■ QUOTED TEXT

Known by his works

[Quinten Matsys: Portrait of Desiderius Erasmus c. 1536—Public domain, Rijksmuseum]

If you know Erasmus at all today, you probably know him by his picture, especially famous portraits by Quentin Matsys (1466–1530), Albrecht Dürer (1471–1528), and Hans Holbein the Younger (c. 1497–1543). The inscription in Dürer’s copper engraving professed that Erasmus’s writings would show a better image. Dürer was right.

Please buy my books 

Erasmus was well aware of his own fame as a writer—and his own flaws. The Catalogue of All the Works of Erasmus of Rotterdam, published in 1523, doubled as a letter to German humanist and canon lawyer Johann von Botzheim (1480–1535). Overwhelmed by his friend’s many publications, Botzheim had requested a list of all Erasmus’s writings. Erasmus later revised and published the letter in 1524 as the New Catalogue of his works. Ironically the new publication reinforced Botzheim’s original complaint. “You complain,” Erasmus observed, 

that from time to time you have to buy the same book twice, when it has been either refurbished or enlarged or revised. You ask me therefore to make a list for you of all the trifles I have published (for that is a truer word for them than books) and to indicate which of them have received my final version, so that nothing may escape you which you do not possess, and at the same time you may buy nothing which you will soon be obliged to acquire in a new form.

■ DIRECTION 1
Decide whether each statement below agrees with the passage on Erasmus, answering yes or no and quoting the words of the passage that settle it. (a) The Catalogue of All the Works of Erasmus of Rotterdam was published in 1523. (b) Johann von Botzheim was a French humanist. (c) Erasmus calls his publications "trifles."
■ DIRECTION 2
Reproduce the stretch of the passage on Erasmus from "that from time" through "a new form.".
■ DIRECTION 3
Name every artist the passage on Erasmus lists as the maker of a famous portrait of him.

■ DATASET ENTRIES

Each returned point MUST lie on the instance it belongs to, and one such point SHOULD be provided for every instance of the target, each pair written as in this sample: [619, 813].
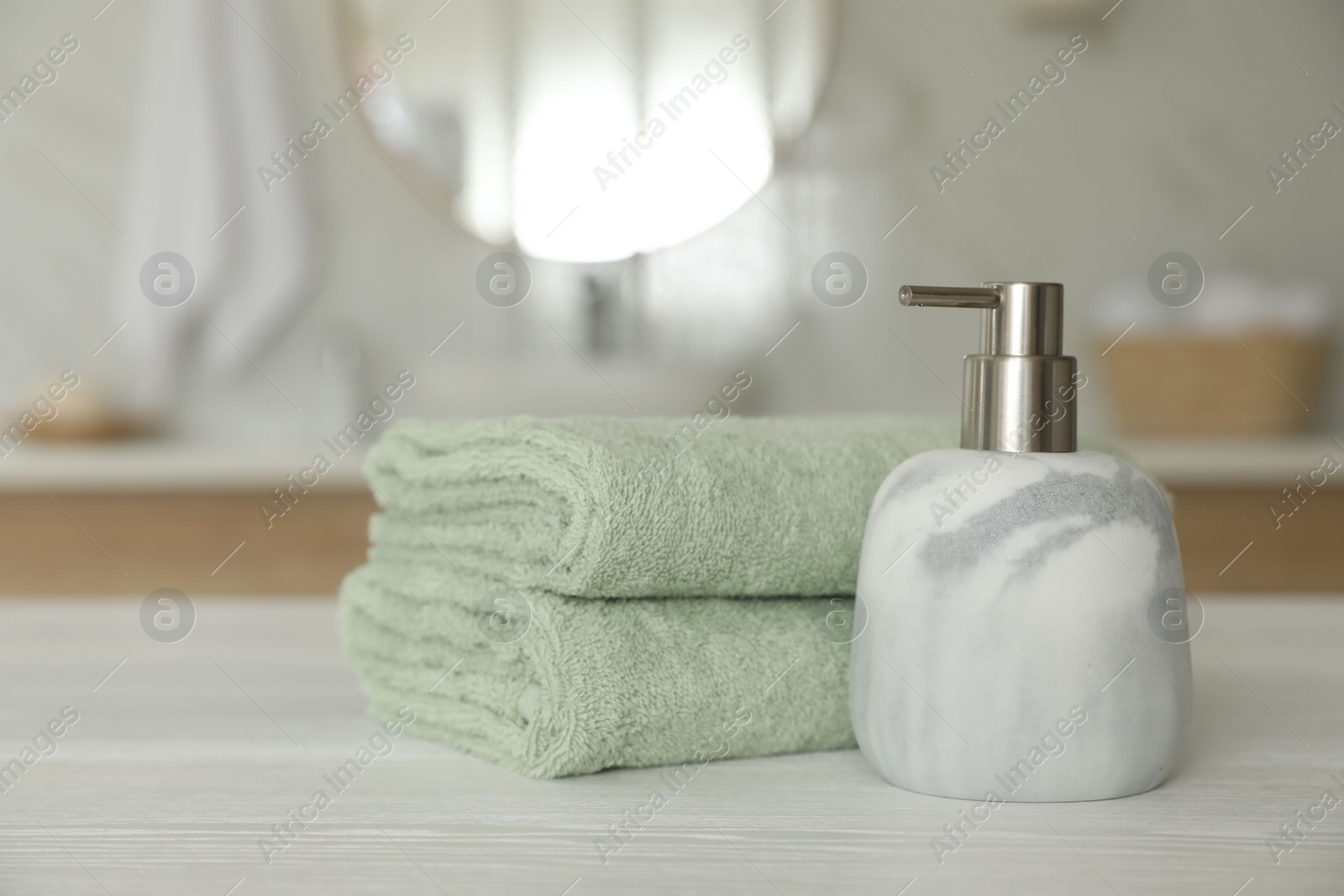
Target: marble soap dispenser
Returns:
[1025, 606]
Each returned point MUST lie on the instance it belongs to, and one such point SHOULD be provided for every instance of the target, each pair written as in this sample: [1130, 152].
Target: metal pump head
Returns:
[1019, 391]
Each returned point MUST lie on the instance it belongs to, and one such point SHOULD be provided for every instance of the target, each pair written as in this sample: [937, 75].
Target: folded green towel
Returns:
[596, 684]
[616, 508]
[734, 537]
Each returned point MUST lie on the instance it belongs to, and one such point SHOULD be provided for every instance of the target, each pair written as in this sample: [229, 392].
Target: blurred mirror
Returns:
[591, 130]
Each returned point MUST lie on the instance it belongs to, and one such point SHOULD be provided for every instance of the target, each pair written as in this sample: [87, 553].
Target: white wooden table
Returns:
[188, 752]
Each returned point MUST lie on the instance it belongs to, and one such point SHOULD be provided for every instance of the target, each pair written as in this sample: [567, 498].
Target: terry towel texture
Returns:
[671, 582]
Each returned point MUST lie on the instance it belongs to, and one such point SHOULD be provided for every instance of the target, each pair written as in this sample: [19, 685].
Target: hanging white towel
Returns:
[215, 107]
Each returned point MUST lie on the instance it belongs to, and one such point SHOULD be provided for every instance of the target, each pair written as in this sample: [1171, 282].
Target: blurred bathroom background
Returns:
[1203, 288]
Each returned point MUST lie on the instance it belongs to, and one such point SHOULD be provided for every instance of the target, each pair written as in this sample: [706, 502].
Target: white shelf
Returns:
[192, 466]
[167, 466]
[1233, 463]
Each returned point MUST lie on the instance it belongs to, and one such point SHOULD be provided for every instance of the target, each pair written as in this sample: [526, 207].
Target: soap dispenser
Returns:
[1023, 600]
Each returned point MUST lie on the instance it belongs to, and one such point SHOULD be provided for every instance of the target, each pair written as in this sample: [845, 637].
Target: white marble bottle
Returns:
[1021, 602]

■ FINAL ANSWER 1
(a) Yes: "The Catalogue of All the Works of Erasmus of Rotterdam, published in 1523"
(b) No: "German humanist and canon lawyer Johann von Botzheim (1480–1535)"
(c) Yes: "all the trifles I have published (for that is a truer word for them than books)"

■ FINAL ANSWER 2
that from time to time you have to buy the same book twice, when it has been either refurbished or enlarged or revised. You ask me therefore to make a list for you of all the trifles I have published (for that is a truer word for them than books) and to indicate which of them have received my final version, so that nothing may escape you which you do not possess, and at the same time you may buy nothing which you will soon be obliged to acquire in a new form.

■ FINAL ANSWER 3
Quentin Matsys, Albrecht Dürer, Hans Holbein the Younger